__Instruksi yang Diberikan A__
Sebutkan semua tokoh yang pendapatnya dipaparkan dalam cuplikan teks tentang akar krisis di dunia Islam.
__Instruksi yang Diberikan B__
Perpanjang artikel tentang akar krisis di dunia Islam dengan menulis lanjutannya, mulai setelah kalimat terakhir yang ditampilkan.

__Cuplikan Teks__
··········
Menuju konten utama

Akar Krisis di Dunia Islam: Kemerosotan Intelektual Berkepanjangan

Ketika para ulama menjaga jarak dengan kekuasaan, dunia Islam mencapai zaman keemasannya. Pudar kala ambisi militer dan relasi ulama-penguasa menguat. 

Akar Krisis di Dunia Islam: Kemerosotan Intelektual Berkepanjangan
Jemaah Forum Silaturahmi Majlis Ta'lim Banjarmasin melaksanakan salat Idul Fitri di kawasan kayu tangi, Banjarmasin, Kalimantan Selatan, Selasa (4/6/2019). ANTARA FOTO/Bayu Pratama S/ama.

tirto.id - Dunia muslim kontemporer mengidap penyakit kekerasan dan otoritarianisme. Sejak 1994 hingga 2008, seturut catatan BBC dan King's College London, kelompok Islamis melakukan tiga per lima dari 204 kasus pengeboman teroris di seluruh dunia. Bahkan hanya dalam satu bulan, pada November 2014, tercatat lebih dari 5 ribu orang tewas akibat serangan 16 kelompok jihadis muslim.

Fenomena kekerasan itu terjadi di tengah indeks demokrasi dunia muslim, yang menurut Freedom House, rendah. Hanya kurang dari satu per lima negara muslim yang menganut demokrasi elektoral. Fenomena itu juga terjadi di tengah negara-negara mayoritas muslim yang memiliki pendapatan nasional bruto (PNB), tingkat melek huruf, literasi, akses ke air bersih dan harapan hidup di bawah rata-rata dunia.

Kalangan esensialis, seperti Bernard Lewis dan Samuel Huntington, berpendapat bahwa ajaran Islam sendiri-lah yang menjadi penyebab kemunduran itu. Mereka menganggap Islam pada dasarnya "memiliki perbatasan berdarah" yang menyebabkan stagnansi kemajuan.

Lewis dan Huntington juga menganggap Islam adalah penyebab maraknya otoritarianisme di negara-negara Muslim. "Tidak seperti Kristen, Islam menolak konstitusi sekular. Penolakan itu membawa negara-negara muslim pada otoritarianisme," ungkap Lewis dalam The Political Language of Islam (1988).

Charles Rowley dan Nathanael Smith juga berpendapat, defisit demokrasi di negara-negara muslim berasal dari jantung ajaran Islam itu sendiri. Karena itu, bagi kalangan esensialis, kemajuan dunia muslim baru bisa dicapai dengan memisahkan agama dan negara.

Sementara itu, para pemikir muslim seperti Mohammed Ayoob dalam The Many Faces of Political Islam (2008) menyalahkan intervensi Barat sebagai penyebab munculnya budaya kekerasan dan stagnansi dunia muslim. Ayoob berpendapat, "Intervensi Barat di Timur Tengah tidak terbatas pada penjajahan, tapi lebih jauh bertranformasi ke dalam berbagai bentuk pada masa kontemporer."
··········
__Daftar Entri__
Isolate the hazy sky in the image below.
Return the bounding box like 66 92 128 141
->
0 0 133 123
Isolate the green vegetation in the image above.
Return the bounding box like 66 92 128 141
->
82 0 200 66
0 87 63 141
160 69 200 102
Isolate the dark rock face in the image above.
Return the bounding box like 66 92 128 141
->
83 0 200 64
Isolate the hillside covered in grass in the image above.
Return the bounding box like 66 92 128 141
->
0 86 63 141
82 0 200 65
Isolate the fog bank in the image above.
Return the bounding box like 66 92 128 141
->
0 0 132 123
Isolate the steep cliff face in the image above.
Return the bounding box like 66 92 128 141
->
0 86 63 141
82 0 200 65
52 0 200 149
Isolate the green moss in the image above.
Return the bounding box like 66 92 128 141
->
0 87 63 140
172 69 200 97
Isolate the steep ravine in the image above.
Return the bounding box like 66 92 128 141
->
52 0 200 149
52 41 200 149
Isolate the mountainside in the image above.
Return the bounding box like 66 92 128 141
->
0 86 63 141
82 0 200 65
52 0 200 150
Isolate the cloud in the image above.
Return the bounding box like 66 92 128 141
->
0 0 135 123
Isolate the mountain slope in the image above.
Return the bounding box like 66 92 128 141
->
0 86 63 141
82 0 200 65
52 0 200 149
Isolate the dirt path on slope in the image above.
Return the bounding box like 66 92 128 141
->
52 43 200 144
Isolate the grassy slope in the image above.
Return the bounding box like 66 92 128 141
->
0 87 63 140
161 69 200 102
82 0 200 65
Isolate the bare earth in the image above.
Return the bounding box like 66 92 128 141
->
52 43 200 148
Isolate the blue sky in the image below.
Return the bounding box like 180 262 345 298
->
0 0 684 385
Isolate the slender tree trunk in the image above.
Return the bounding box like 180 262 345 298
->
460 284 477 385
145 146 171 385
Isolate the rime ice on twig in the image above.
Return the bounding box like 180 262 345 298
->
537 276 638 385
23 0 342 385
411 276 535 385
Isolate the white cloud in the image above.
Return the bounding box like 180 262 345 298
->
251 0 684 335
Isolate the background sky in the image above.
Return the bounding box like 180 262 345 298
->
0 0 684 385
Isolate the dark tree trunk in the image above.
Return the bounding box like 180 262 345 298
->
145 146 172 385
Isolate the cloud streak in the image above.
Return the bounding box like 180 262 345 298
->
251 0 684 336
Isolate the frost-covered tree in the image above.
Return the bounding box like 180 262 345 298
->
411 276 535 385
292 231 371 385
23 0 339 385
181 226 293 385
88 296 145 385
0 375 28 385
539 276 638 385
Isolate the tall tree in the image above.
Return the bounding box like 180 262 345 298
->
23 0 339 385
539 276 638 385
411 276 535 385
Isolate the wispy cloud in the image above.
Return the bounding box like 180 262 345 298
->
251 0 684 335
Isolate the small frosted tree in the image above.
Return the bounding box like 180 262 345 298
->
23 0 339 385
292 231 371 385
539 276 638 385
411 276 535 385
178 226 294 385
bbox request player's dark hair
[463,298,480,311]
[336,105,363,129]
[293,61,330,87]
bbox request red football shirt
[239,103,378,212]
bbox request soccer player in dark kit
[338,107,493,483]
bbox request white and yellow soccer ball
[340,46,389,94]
··········
__Keluaran A__
Bernard Lewis, Samuel Huntington, Charles Rowley, Nathanael Smith, Mohammed Ayoob

__Keluaran B__
Mencari Sumber Krisis

Guru Besar Ilmu Politik San Diego State University, Amerika Serikat, Ahmet Kuru dalam karya terbarunya Islam, Otoritarianisme, dan Ketertinggalan Ekonomi (2019) berpendapat, tesis-tesis kalangan esensialis itu mengandung kelemahan. Kelemahan para esensialis itu, menurut Kuru, adalah tidak melihat sejarah Islam secara komprehensif.

Para esensialis mengabaikan fakta bahwa pada periode abad ke-8 hingga ke-11, dunia muslim melahirkan ilmuwan-ilmuwan polimatik dan menguasai perdagangan lintas benua. Karena itu, Kuru menolak tesis yang menganggap Islam sebagai alasan dasar ideologi kekerasan dan stagnansi kemajuan.

Intelektual asal Turki juga menyanggah generalisasi negara-negara muslim pasti sepenuhnya berideologi Islam. Kuru menemukan, di antara 49 negara mayoritas penduduk muslim, ada 22 negara yang justru merupakan negara sekular. Hanya 8 negara muslim yang mengakui Islam sebagai agama resmi negara dan 19 lainnya menjadikan "syariah" sebagai sumber hukum negara.

Kuru sekaligus menunjukkan, banyak negara sekular yang menerapkan otoritarianisme, seperti di China, Brazil, dan Turki. Sebab itu, stagnansi negara-negara muslim tidak sesederhana karena tidak menerapkan konstitusi sekular.

Kuru dalam karyanya menjelaskan, kolonialisme juga bukanlah akar masalah karena dunia muslim sudah mengalami kemunduran ketika intervensi Barat datang bersamaan dengan kolonialisme.

Kekuatan terbesar Islam, Kesultanan Utsmani, baru memproduksi mesin cetak secara massal pada abad ke-18. Kala itu, kedai-kedai kopi dilarang. Observatorium dan planetarium untuk penelitian ilmu astronomi bahkan sudah ditutup sejak abad ke-16. Kesultanan menganggap semua itu adalah instrumen berbahaya yang mengundang setan serta malapetaka.

Musabab inti kemunduran Islam, menurut Kuru, adalah kemerosotan berkepanjangan intelektual muslim akibat menguatnya relasi kekuasaan-ulama-militer. Relasi ini setidaknya dimulai sejak abad ke-13 dan mapan pada abad ke-15.

Saat itu, sistem militer mulai dilembagakan secara resmi oleh para penguasa muslim. Faktor eksternal, seperti invasi Mongol dan Perang Salib, yang merusak infrastruktur kota dan ekonomi dunia muslim menguatkan fenomena itu.

Di saat relasi negara-ulama-militer menguat di dunia muslim, Eropa justru mengalami fenomena sebaliknya. Relasi negara dan pendeta yang sebelumnya kuat di Benua Biru mulai mengendur. Hingga abad ke-16, fenomena itu menciptakan sistem merkantilisme yang kemudian diikuti kapitalisme.

Dengan pendekatan sejarah pada karyanya, Kuru ingin menekankan bahwa krisis dunia muslim berakar pada paradigma tentang relasi kuasa dan turunannya. Kuru juga ingin mendekatkan masyarakat pada sejarah Islam yang tidak hitam-putih. Sejarah adalah basis material untuk mereformasi struktur dunia muslim dengan konteks kekinian.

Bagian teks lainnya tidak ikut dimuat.